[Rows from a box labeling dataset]
-----

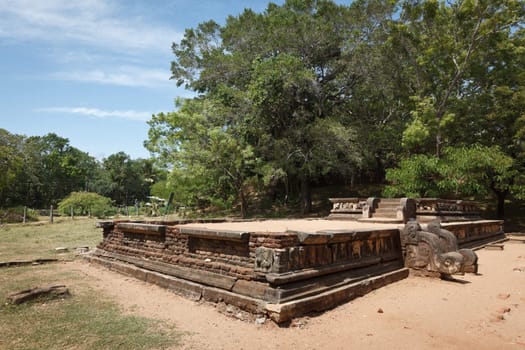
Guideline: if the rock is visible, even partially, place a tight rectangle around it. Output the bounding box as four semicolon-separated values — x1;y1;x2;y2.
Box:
7;285;69;304
76;247;89;254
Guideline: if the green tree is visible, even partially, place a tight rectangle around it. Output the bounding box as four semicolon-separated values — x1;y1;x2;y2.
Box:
58;192;112;218
101;152;152;205
383;145;525;218
146;99;257;217
392;0;525;157
172;0;368;213
0;129;24;206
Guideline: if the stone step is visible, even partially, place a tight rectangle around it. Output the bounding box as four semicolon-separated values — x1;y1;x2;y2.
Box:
357;216;403;224
373;210;397;218
377;202;400;208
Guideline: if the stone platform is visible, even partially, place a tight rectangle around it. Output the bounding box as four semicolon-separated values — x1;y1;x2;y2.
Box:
88;219;503;323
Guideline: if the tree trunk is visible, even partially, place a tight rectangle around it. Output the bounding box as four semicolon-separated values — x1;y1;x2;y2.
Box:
239;186;248;219
301;176;312;215
495;191;508;219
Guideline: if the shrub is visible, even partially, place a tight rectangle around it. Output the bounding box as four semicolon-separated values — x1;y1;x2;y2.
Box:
58;192;113;218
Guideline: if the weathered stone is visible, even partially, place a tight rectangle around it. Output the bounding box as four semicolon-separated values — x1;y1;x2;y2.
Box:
117;222;166;235
7;285;69;304
401;221;477;275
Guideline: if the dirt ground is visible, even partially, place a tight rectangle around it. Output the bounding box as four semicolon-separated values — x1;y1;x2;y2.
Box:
69;242;525;350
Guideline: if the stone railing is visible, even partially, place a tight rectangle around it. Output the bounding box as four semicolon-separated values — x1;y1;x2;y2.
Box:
329;197;367;220
416;198;480;222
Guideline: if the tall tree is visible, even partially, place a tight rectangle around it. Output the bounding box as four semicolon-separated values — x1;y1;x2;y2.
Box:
168;0;368;213
393;0;525;157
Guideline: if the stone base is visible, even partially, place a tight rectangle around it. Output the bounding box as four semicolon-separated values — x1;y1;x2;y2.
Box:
85;251;409;323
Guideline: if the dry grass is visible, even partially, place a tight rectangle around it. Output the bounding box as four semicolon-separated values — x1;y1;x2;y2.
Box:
0;219;180;350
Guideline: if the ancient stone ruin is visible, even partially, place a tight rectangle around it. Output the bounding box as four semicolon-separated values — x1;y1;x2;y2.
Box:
401;220;478;277
87;198;504;323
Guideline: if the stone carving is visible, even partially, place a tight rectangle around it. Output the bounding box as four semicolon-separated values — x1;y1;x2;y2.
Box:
401;221;478;277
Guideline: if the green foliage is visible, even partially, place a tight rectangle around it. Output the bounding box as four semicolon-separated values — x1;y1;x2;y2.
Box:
383;145;525;215
383;154;442;197
440;145;522;197
58;192;112;218
0;206;38;223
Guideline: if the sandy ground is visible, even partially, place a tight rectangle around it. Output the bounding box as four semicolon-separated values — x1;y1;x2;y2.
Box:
66;242;525;350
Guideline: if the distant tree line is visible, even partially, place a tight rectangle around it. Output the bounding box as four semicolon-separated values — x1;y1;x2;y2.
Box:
146;0;525;215
0;129;165;208
0;0;525;216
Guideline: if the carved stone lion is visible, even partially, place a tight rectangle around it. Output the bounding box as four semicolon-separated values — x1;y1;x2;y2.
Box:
401;221;478;276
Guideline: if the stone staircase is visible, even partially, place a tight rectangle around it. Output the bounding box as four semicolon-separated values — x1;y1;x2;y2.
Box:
358;198;403;224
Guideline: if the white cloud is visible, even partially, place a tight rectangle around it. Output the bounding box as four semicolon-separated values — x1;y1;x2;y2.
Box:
0;0;182;52
52;66;170;87
36;107;152;121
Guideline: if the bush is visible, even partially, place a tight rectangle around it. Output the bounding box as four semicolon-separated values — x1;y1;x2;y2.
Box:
58;192;113;218
0;206;38;223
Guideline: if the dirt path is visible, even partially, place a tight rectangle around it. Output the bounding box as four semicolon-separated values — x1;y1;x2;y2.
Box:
67;242;525;350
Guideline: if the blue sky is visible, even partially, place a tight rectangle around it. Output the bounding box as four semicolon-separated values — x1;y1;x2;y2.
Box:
0;0;356;159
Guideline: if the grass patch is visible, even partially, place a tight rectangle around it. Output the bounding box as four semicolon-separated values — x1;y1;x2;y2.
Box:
0;264;180;350
0;218;102;261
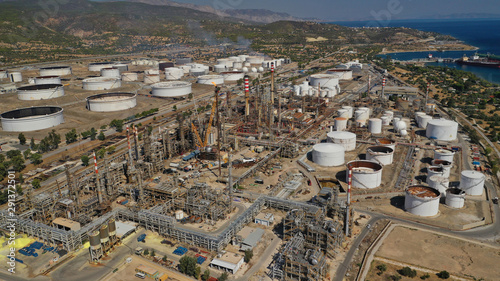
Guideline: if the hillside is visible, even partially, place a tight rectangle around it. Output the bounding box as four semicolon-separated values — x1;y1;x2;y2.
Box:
0;0;468;65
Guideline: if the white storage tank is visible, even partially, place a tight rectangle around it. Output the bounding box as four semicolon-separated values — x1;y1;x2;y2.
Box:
35;76;62;85
82;77;122;91
346;160;382;189
368;118;382;134
427;166;446;178
405;185;441;217
342;105;354;118
432;159;453;178
165;67;184;80
425;119;458;141
445;188;465;209
426;175;450;194
327;131;356;151
377;139;396;151
9;71;23;83
40;66;73;76
101;67;121;78
380;116;391;126
335;117;347;131
366;146;394;166
144;74;160;84
337;109;349;119
221;71;245;82
151;81;192;98
122;72;139;82
312;143;345;167
460;170;486;195
419;115;432;129
309;74;339;89
17;84;64;100
196;75;224;85
434;148;455;163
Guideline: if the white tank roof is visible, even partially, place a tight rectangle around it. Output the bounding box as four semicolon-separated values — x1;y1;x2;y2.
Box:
313;143;345;153
328;131;356;139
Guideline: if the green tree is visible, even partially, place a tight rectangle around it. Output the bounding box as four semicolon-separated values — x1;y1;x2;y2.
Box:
16;184;24;195
23;148;31;159
179;256;196;276
97;131;106;141
201;269;210;281
80;155;90;167
7;150;22;159
65;129;78;144
30;138;38;150
10;156;26;172
436;270;450;279
245;250;253;263
90;127;97;140
17;133;26;145
30;153;43;165
31;179;42;189
217;272;229;281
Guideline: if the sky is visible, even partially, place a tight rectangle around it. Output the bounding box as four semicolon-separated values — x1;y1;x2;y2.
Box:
170;0;500;21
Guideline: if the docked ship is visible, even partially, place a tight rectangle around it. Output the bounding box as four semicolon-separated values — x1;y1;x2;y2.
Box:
456;54;500;68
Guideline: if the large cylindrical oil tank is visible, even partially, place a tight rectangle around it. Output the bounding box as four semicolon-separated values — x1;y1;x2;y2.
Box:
165;67;184;80
144;74;160;84
335;117;347;131
40;66;73;76
108;219;116;236
0;106;64;132
89;62;113;72
445;188;465;209
426;119;458;141
377;139;396;151
346;160;382;189
312;143;345;167
151;81;192;98
368;118;382;134
366;146;394;166
405;185;441;217
9;71;23;83
101;67;121;78
460;170;486;195
426;175;450;194
432;159;453;178
427;166;445;177
434;148;455;163
87;93;137;112
122;72;139;82
309;74;339;89
82;77;122;91
196;75;224;85
221;71;245;82
337;108;349;119
35;76;62;85
327;131;356;151
89;231;101;250
99;224;109;244
418;115;432;129
342;105;354;118
17;84;64;100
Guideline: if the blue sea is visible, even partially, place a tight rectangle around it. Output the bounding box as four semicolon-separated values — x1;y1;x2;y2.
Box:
332;19;500;84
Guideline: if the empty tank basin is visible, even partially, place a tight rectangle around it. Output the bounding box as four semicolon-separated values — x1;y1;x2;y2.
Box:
366;146;394;166
346;160;382;189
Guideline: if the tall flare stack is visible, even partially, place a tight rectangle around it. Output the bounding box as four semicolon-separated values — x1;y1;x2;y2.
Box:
245;75;250;118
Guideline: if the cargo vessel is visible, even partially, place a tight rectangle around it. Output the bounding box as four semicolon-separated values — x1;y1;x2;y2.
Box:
456;54;500;68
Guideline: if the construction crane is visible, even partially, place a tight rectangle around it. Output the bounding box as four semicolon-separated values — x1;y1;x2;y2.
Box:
191;99;217;148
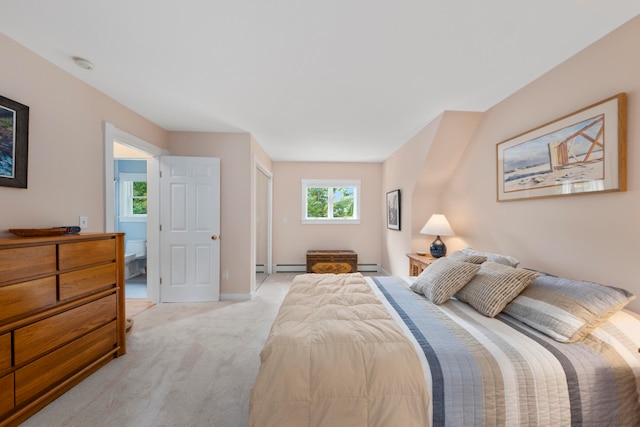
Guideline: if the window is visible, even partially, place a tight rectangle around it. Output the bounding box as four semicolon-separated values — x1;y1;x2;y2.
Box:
120;173;147;221
302;179;360;224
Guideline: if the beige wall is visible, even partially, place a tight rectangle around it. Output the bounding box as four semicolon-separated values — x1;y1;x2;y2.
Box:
169;132;255;299
383;111;482;275
442;17;640;312
273;162;386;270
0;34;167;233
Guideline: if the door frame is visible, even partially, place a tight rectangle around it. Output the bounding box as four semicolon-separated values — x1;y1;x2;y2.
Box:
251;155;273;294
103;122;169;304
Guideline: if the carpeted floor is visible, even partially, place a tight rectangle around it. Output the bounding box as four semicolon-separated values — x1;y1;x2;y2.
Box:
23;273;295;427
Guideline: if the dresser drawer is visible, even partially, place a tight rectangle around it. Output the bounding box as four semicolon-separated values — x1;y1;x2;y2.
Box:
0;333;11;375
58;239;116;270
15;321;116;405
13;294;116;366
0;276;57;322
59;263;117;301
0;372;14;416
0;245;56;284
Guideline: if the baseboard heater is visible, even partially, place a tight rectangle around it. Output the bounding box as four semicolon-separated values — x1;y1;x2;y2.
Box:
275;264;380;273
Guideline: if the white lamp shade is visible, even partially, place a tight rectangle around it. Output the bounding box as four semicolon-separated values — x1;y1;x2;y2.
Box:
420;214;455;236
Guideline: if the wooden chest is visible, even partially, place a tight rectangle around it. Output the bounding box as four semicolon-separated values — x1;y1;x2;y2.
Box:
307;250;358;274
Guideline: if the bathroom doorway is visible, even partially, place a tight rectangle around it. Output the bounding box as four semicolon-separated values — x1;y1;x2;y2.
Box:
114;157;149;299
104;122;168;306
254;164;271;290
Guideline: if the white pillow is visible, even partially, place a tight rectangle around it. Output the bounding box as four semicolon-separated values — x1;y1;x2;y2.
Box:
460;248;520;267
456;261;538;317
410;258;480;304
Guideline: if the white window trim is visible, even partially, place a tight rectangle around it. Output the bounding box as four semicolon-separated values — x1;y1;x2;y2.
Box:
300;179;360;225
118;172;148;222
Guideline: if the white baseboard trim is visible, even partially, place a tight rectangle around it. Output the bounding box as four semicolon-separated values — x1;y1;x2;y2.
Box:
273;264;380;273
274;264;307;273
220;294;251;301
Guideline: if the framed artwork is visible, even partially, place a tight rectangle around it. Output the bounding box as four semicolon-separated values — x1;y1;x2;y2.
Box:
387;190;400;230
496;93;627;202
0;96;29;188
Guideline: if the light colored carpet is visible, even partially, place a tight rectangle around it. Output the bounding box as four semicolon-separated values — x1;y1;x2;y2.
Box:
22;273;295;427
124;298;154;317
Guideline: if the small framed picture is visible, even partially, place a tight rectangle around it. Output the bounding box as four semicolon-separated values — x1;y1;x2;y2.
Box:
0;96;29;188
387;190;400;230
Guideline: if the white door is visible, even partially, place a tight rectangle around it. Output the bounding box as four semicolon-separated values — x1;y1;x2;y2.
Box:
160;156;220;302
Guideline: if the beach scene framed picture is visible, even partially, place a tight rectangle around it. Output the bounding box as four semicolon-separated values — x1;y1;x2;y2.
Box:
496;93;627;202
0;96;29;188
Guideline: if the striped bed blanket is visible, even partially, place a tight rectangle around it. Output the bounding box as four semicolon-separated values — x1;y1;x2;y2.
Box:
366;277;640;427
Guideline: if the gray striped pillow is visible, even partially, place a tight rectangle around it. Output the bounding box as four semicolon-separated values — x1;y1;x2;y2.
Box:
456;261;538;317
410;258;480;304
504;274;635;342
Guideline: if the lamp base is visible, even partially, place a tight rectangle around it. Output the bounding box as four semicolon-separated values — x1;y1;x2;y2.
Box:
429;236;447;258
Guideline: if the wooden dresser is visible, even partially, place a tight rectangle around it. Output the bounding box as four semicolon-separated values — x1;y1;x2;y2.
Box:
0;233;126;426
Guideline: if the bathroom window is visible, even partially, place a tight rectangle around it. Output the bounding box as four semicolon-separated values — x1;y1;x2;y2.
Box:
302;179;360;224
120;173;147;221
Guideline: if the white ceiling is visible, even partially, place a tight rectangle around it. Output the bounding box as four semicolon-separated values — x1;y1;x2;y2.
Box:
0;0;640;162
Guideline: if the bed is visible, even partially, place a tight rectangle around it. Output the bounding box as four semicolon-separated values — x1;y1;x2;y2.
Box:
248;254;640;426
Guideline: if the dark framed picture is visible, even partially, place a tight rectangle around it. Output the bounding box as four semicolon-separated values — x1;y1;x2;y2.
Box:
496;93;627;202
0;96;29;188
387;190;400;230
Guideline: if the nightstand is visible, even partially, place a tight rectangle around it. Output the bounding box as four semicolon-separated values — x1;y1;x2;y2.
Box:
407;253;437;276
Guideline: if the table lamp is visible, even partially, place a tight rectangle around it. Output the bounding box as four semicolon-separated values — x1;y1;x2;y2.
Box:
420;214;455;258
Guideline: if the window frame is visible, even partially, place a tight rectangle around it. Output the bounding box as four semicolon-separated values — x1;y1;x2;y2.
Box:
118;172;149;222
301;179;361;225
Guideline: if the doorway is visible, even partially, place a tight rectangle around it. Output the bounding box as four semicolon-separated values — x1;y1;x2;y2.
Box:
113;160;149;299
104;122;168;304
254;163;271;291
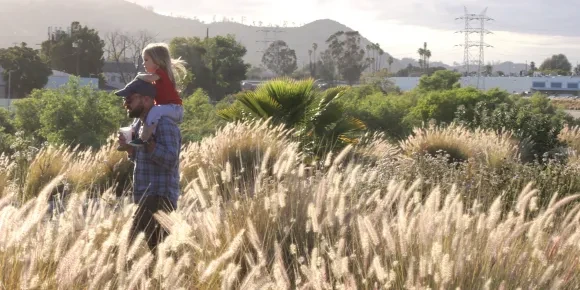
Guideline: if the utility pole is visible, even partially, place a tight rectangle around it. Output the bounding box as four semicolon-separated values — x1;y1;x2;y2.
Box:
456;7;493;89
8;70;12;110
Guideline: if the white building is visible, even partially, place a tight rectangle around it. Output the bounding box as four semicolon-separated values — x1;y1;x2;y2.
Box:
390;76;580;94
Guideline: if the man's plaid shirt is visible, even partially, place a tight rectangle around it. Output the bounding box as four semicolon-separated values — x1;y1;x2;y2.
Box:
130;117;181;207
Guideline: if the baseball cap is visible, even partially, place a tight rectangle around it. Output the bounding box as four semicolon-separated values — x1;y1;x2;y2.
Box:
115;77;157;98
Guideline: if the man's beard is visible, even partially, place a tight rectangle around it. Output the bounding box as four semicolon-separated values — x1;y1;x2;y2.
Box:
127;107;143;118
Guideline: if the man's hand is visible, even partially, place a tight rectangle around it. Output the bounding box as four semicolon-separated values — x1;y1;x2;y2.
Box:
117;133;133;155
145;136;155;153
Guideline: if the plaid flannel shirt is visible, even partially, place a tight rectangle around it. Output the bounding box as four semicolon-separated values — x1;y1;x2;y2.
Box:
130;117;181;207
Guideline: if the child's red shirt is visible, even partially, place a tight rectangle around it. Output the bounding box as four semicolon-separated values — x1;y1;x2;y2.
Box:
155;68;183;105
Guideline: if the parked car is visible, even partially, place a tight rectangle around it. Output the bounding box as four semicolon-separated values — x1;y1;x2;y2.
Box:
240;80;262;91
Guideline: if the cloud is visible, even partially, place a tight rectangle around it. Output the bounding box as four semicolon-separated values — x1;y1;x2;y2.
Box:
354;0;580;36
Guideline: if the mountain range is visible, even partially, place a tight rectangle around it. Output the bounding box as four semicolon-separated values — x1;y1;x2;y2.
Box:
0;0;525;72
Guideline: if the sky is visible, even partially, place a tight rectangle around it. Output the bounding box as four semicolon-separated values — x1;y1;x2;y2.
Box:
129;0;580;65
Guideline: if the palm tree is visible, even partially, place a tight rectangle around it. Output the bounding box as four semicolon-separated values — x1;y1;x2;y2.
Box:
217;78;366;154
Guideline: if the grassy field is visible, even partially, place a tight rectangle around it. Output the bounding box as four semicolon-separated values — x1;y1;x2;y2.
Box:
0;122;580;289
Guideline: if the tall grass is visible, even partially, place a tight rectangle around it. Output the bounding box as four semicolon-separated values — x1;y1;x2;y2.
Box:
0;122;580;289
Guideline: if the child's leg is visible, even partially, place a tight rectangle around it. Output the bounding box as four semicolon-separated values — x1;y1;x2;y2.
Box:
151;104;183;123
129;106;163;146
117;118;139;151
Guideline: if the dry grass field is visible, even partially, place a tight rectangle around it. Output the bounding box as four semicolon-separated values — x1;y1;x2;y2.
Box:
0;122;580;289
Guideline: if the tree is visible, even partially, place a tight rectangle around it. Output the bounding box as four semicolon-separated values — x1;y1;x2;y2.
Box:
262;40;298;76
540;54;572;75
105;30;155;83
218;79;366;154
14;77;129;148
42;21;105;77
318;50;336;82
179;89;226;142
308;43;318;78
0;42;52;98
326;31;370;85
169;35;250;101
485;64;493;76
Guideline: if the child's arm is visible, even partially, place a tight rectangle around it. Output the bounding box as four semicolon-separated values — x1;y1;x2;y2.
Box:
137;73;159;83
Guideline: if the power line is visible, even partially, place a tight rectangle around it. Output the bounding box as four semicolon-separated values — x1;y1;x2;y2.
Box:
456;7;493;89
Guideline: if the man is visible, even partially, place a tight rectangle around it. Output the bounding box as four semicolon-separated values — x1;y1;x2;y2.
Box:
115;78;181;251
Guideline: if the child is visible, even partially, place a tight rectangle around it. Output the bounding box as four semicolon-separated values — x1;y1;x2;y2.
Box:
129;43;185;147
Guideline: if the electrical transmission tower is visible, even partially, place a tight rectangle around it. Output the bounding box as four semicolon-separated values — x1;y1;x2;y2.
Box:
456;7;493;89
256;26;285;53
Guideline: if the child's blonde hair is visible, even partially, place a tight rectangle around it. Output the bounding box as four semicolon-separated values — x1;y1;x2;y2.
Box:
142;43;187;88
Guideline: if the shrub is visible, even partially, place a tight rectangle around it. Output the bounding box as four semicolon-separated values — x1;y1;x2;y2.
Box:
456;95;565;161
400;125;518;168
14;78;128;149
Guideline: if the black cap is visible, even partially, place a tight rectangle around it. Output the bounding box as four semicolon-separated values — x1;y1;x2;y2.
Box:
115;78;157;98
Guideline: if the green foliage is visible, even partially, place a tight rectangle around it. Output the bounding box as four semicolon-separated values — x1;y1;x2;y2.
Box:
457;94;566;161
360;69;401;94
42;22;105;78
540;54;572;76
407;88;496;126
313;51;337;82
396;64;447;77
262;40;298;76
326;31;371;84
180;89;227;142
417;70;461;91
169;35;249;100
340;85;417;140
0;43;52;98
218;79;366;154
0;108;16;154
14;78;128;147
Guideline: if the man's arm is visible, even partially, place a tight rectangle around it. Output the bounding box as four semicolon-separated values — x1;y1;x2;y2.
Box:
137;73;159;83
146;117;181;169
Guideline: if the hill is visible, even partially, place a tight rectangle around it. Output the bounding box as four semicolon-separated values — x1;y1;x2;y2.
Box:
0;0;416;70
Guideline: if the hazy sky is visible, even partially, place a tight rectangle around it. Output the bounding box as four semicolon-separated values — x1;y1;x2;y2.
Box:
129;0;580;65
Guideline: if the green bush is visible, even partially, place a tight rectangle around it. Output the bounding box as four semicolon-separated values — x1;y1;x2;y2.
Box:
340;85;417;140
14;78;129;148
456;94;566;161
180;89;227;142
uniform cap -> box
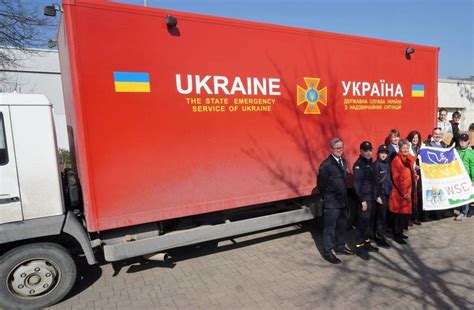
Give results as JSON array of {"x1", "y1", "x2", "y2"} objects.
[
  {"x1": 459, "y1": 133, "x2": 469, "y2": 141},
  {"x1": 360, "y1": 141, "x2": 372, "y2": 151},
  {"x1": 377, "y1": 144, "x2": 390, "y2": 154}
]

-----

### DIRECTIONS FOR THIS TASK:
Copy out the records from the line containing "Guideline: if the sandy" through the line containing "358;198;403;224", guideline lines included. Increase every box coordinate by 149.

### TASK ANSWER:
Guideline: if the sandy ground is visible, even partially, place a tight rectangle around it. Output the bounding box as four semicolon-separated values — x1;y1;x2;y2.
Box:
215;391;674;499
Guideline: if the distant tree line is visible, even partially, place a tight rectangle around it. Output the bounding box as four semicolon-separated values — x1;y1;x2;y2.
Box:
295;149;674;364
149;278;314;357
149;149;674;365
Guideline: if the carved stone lion is visible, even partially, place a tight rectangle around it. Output the bounding box as four semicolon-separated values — x1;y1;x2;y2.
Box:
550;370;627;425
Guideline: if the stone staircase is visible, even partially, place a tight rectangle around it. Output the bounding box as four semicolon-separated values — x1;y1;x2;y2.
Box:
507;347;552;373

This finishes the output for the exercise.